■ PROBLEM DESCRIPTION ■
Copy the entries starting at the line containing "Spot the mountain" and ending at the last line of the entries, both ends included, keeping every request line as is. Shift each pixel coordinate in the answers by adding 92 to both of its numbers.

■ RECORDS ■
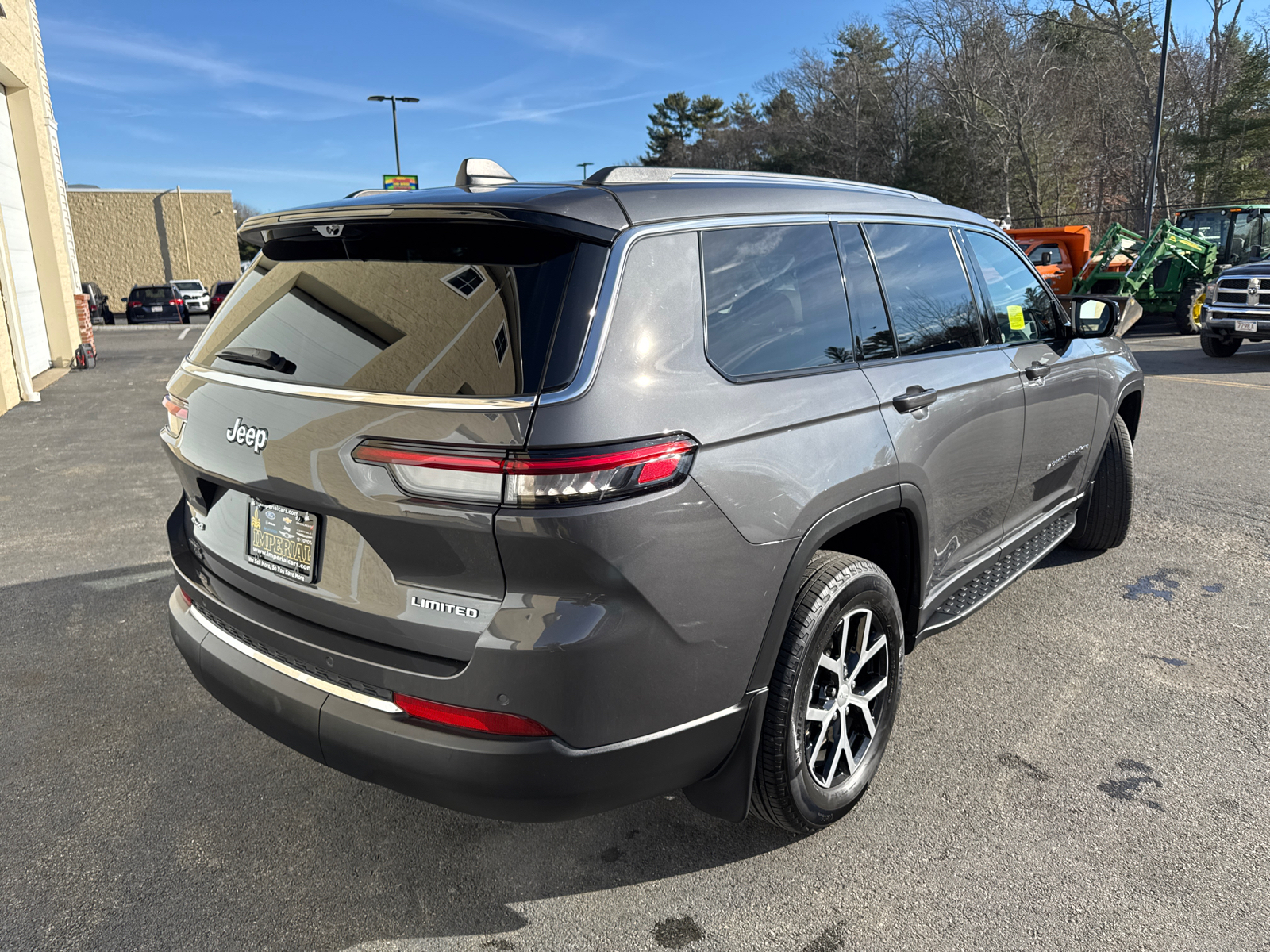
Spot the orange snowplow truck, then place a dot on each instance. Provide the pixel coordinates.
(1058, 253)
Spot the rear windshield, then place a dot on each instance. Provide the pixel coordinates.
(440, 309)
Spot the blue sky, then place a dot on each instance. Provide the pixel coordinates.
(268, 99)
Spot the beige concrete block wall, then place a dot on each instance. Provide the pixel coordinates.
(125, 238)
(19, 73)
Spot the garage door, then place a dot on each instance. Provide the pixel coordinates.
(13, 213)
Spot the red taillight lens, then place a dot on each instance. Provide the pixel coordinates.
(548, 480)
(470, 719)
(178, 412)
(533, 479)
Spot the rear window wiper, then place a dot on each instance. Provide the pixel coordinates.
(256, 357)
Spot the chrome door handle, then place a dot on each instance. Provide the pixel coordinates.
(1037, 371)
(914, 399)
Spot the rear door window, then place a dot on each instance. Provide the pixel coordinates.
(1022, 305)
(774, 300)
(927, 291)
(408, 308)
(869, 321)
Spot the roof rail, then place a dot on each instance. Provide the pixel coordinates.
(482, 171)
(651, 175)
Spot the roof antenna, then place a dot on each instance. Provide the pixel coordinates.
(482, 171)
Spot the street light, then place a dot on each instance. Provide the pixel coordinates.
(397, 146)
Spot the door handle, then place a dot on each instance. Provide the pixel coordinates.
(1037, 371)
(914, 399)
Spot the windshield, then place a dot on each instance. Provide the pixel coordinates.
(1210, 226)
(412, 308)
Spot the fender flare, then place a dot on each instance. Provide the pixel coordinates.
(725, 791)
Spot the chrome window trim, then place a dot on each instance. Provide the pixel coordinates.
(357, 397)
(295, 673)
(606, 302)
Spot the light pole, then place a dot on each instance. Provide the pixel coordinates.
(397, 146)
(1160, 117)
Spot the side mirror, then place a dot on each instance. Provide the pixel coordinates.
(1094, 317)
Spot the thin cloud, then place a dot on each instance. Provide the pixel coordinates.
(575, 38)
(543, 114)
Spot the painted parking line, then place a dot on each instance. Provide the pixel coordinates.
(1210, 382)
(122, 582)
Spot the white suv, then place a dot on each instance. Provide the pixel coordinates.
(194, 294)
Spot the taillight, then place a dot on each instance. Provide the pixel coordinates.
(470, 717)
(533, 479)
(178, 412)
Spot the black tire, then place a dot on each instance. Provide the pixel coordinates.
(806, 778)
(1214, 347)
(1187, 305)
(1103, 520)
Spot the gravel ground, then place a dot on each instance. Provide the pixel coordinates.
(1083, 763)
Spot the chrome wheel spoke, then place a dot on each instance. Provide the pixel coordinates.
(874, 691)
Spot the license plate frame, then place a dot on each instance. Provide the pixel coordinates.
(287, 543)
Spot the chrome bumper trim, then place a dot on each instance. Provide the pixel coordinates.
(302, 677)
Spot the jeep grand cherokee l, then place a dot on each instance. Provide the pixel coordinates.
(533, 501)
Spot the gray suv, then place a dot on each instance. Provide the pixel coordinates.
(533, 501)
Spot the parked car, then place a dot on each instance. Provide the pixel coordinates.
(1236, 309)
(156, 304)
(562, 498)
(194, 295)
(219, 292)
(98, 304)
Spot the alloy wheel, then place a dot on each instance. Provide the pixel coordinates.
(848, 697)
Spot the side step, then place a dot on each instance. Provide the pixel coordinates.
(1000, 574)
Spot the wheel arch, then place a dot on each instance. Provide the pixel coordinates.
(888, 528)
(1130, 409)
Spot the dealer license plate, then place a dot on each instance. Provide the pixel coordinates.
(283, 541)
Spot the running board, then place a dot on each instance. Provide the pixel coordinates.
(1001, 573)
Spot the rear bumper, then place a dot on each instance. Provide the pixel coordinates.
(499, 777)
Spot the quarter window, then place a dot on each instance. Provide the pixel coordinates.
(774, 300)
(926, 287)
(1020, 304)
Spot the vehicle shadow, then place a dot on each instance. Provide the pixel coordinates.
(181, 820)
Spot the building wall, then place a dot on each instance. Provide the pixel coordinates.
(148, 236)
(40, 169)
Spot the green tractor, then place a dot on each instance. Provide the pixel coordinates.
(1168, 272)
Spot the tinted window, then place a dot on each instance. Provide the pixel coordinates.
(1056, 254)
(868, 314)
(431, 309)
(1020, 304)
(927, 294)
(774, 300)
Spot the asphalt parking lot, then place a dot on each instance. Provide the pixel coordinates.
(1081, 765)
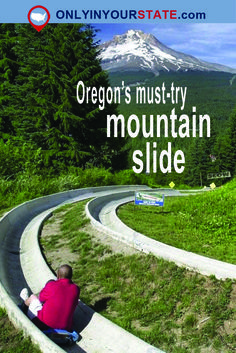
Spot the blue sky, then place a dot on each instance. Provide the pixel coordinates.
(212, 42)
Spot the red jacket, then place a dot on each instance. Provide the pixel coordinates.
(59, 299)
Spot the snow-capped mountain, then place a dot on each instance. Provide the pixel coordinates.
(136, 50)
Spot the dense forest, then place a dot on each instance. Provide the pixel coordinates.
(44, 131)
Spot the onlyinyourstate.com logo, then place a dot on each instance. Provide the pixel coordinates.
(38, 17)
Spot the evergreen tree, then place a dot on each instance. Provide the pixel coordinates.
(8, 72)
(46, 111)
(231, 134)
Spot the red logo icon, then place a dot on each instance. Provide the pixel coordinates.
(38, 17)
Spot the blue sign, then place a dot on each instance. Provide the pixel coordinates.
(149, 198)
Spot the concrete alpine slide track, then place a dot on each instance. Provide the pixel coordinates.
(22, 265)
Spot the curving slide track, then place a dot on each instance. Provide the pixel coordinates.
(22, 264)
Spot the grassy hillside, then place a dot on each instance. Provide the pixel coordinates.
(204, 224)
(170, 307)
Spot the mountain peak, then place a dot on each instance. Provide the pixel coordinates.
(135, 50)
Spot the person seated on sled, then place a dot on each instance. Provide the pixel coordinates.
(56, 303)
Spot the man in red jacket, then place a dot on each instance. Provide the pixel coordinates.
(56, 302)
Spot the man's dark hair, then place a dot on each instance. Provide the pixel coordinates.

■ TASK SOLUTION ■
Spot the mountain peak, then place a dot on each instance. Provide the pixel coordinates.
(227, 142)
Spot the person seated on sled, then place a dot on each instance. Provide the pixel coordinates.
(148, 395)
Spot the man in red jacket, then place a dot on each instance. Provide the pixel coordinates.
(148, 394)
Spot the man's dark hair, then place a dot on each instance. Provide the pixel coordinates.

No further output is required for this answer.